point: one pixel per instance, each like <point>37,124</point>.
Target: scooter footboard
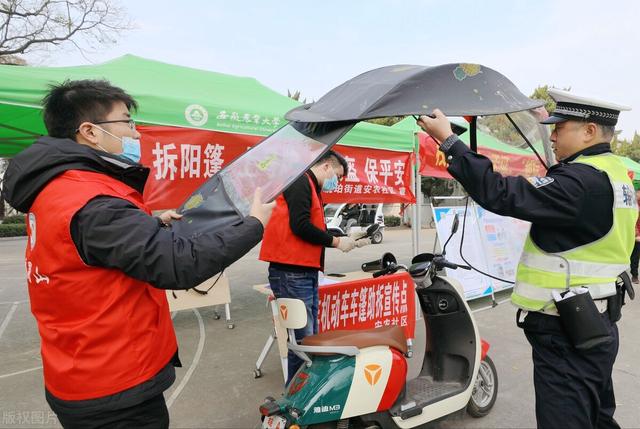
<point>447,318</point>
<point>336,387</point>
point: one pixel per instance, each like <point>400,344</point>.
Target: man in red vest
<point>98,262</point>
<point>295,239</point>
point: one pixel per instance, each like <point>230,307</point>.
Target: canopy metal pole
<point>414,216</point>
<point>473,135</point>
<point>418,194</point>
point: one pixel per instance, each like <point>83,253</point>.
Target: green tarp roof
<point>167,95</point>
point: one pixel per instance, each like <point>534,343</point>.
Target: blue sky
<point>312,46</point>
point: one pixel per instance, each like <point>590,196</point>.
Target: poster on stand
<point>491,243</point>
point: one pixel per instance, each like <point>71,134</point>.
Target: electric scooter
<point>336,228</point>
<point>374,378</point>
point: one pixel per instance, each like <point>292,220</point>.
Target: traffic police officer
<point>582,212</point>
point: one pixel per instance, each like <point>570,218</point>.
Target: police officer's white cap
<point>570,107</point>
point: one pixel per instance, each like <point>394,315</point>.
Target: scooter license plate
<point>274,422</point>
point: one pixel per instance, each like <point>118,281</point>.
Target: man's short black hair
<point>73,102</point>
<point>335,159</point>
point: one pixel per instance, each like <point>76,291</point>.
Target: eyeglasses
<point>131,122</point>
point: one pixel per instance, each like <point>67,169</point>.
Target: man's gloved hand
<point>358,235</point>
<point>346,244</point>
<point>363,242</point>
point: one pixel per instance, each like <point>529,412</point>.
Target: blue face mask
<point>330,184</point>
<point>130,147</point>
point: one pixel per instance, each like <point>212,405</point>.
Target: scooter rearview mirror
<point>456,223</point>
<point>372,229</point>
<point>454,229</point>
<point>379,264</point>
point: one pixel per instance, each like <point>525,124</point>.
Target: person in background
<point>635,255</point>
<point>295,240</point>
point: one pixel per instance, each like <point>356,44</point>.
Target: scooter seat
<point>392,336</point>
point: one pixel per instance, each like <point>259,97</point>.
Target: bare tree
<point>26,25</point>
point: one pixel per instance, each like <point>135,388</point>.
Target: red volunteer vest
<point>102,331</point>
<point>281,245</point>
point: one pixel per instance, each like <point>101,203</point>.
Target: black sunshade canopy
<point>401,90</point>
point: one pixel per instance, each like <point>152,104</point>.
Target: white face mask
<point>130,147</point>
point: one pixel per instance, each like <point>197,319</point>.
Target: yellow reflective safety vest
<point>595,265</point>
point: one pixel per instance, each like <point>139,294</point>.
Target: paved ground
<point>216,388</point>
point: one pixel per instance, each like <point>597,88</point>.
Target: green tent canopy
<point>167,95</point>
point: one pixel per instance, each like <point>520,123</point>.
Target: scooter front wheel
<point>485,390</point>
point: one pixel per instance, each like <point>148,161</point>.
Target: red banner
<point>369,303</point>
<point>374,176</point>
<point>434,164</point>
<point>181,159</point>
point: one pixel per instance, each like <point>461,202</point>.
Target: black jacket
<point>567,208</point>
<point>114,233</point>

# Exercise requirements
Could you rewrite all the lines above with "scooter" changed to "moped" everywhere it appears, keeping everything else the same and leaving out the pictures?

# Output for this exercise
point: one pixel per instance, each like <point>37,124</point>.
Target: moped footboard
<point>447,318</point>
<point>336,387</point>
point: one pixel per instance, each like <point>400,344</point>.
Target: man in red vest
<point>98,262</point>
<point>295,239</point>
point: one pixel per instance, each like <point>230,307</point>.
Target: canopy metal pole
<point>414,216</point>
<point>473,135</point>
<point>418,194</point>
point: one pixel per instance, each like <point>83,253</point>.
Target: green tarp roof
<point>167,95</point>
point: one pixel per instance, each like <point>534,343</point>.
Target: blue sky
<point>312,46</point>
point: one pixel per instance, each like <point>590,196</point>.
Target: poster on stand
<point>491,243</point>
point: one pixel per instance, each like <point>71,134</point>.
Target: electric moped
<point>336,228</point>
<point>374,378</point>
point: one pixel per instance, each like <point>292,220</point>.
Target: traffic police officer
<point>582,212</point>
point: one pixel per instance, each like <point>570,218</point>.
Target: police officer's white cap
<point>570,107</point>
point: one pixel per instance, each like <point>394,315</point>.
Target: moped license plate
<point>274,422</point>
point: one pixel per instance, each like <point>118,281</point>.
Target: man's short black hair
<point>73,102</point>
<point>335,159</point>
point: one pixel per instance, each like <point>76,291</point>.
Target: eyeglasses
<point>131,122</point>
point: one pixel per instance, each like <point>67,169</point>.
Target: man's gloved hand
<point>358,235</point>
<point>346,244</point>
<point>363,242</point>
point: one pixel per instance, each like <point>529,412</point>.
Target: blue face mask
<point>330,184</point>
<point>130,147</point>
point: one pixel per instance, each like <point>212,405</point>.
Target: moped rearview mirror
<point>456,223</point>
<point>372,229</point>
<point>454,229</point>
<point>379,264</point>
point: one pixel per instance, each like <point>525,124</point>.
Target: person in background
<point>635,255</point>
<point>295,240</point>
point: one pixel per instance, each like <point>356,44</point>.
Target: moped seat
<point>392,336</point>
point: one pixel per instance, each like <point>259,97</point>.
Target: bare tree
<point>26,25</point>
point: one pixel per instance, each like <point>135,388</point>.
Target: red volunteer vest
<point>102,331</point>
<point>281,245</point>
point: one pixel per instance, each like <point>101,203</point>.
Target: black sunshade canopy
<point>401,90</point>
point: one pixel per instance, each like <point>152,104</point>.
Target: white face mask
<point>130,147</point>
point: one pixel per instance, each like <point>197,319</point>.
Target: yellow reflective safety vest
<point>595,265</point>
point: one pixel per instance, each like <point>139,294</point>.
Target: paved ground
<point>216,388</point>
point: one pixel per instance, each like <point>597,88</point>.
Target: green tent canopy
<point>167,95</point>
point: one pixel per instance, each like <point>520,123</point>.
Target: moped front wheel
<point>485,390</point>
point: one pixel per instance, each like <point>148,161</point>.
Target: red banner
<point>369,303</point>
<point>374,176</point>
<point>434,164</point>
<point>181,159</point>
point: one pixel per instance, each like <point>461,202</point>.
Target: black jacket
<point>567,208</point>
<point>114,233</point>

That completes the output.